## Prompt
Copy out the data word for word, without any of its pictures.

=== Section Start ===

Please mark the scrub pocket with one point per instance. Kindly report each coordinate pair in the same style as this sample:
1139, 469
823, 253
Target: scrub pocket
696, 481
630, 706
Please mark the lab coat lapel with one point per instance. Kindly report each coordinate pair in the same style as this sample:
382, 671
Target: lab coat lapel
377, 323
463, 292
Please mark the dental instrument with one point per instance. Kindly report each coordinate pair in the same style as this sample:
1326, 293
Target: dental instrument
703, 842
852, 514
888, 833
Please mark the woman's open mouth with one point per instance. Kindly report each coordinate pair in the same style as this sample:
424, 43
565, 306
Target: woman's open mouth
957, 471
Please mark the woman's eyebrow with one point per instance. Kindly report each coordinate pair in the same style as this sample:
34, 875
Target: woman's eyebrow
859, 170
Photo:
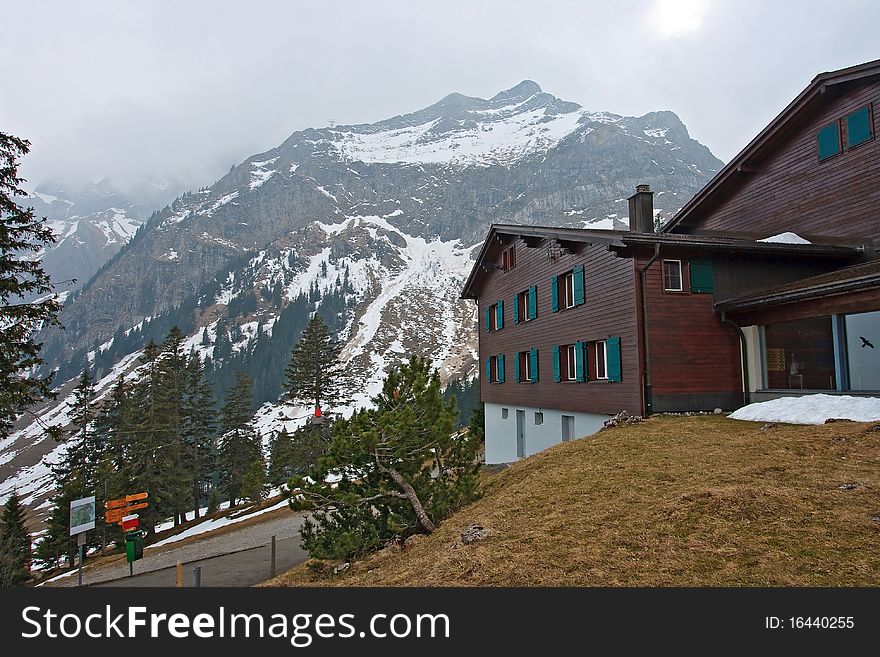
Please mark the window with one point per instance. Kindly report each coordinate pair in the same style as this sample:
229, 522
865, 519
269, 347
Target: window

=== Section End ===

## Answer to the exercise
Please mark the scrub pocket with one point per instance. Kindly report each coordinate pair in the same style as this sample:
1139, 469
823, 253
Target: scrub pocket
696, 481
630, 706
Please mark the lab coat lapel with one point per instance. Kindly report each coordinate pair in the same style as this sample:
382, 671
Target: lab coat lapel
377, 323
463, 292
Please mark the dental instrument with one point per instance. Kindly report each coordinate pair in the same style as this sample:
1326, 293
Target: dental instrument
703, 842
852, 514
888, 833
Please mark the woman's open mouth with one point per instance. Kindly report each coordinate pair in the same style as this sample:
424, 43
565, 306
Target: woman's open mouth
957, 471
Please mark the woman's eyebrow with one point per instance. Kindly report each coordinate pair in the same style as this sample:
34, 875
Target: woman's eyebrow
859, 170
Photo:
Please mark the window with one point per instance. Kindly report each coordinate pair in the same style as this sample:
229, 522
865, 519
269, 347
Target: window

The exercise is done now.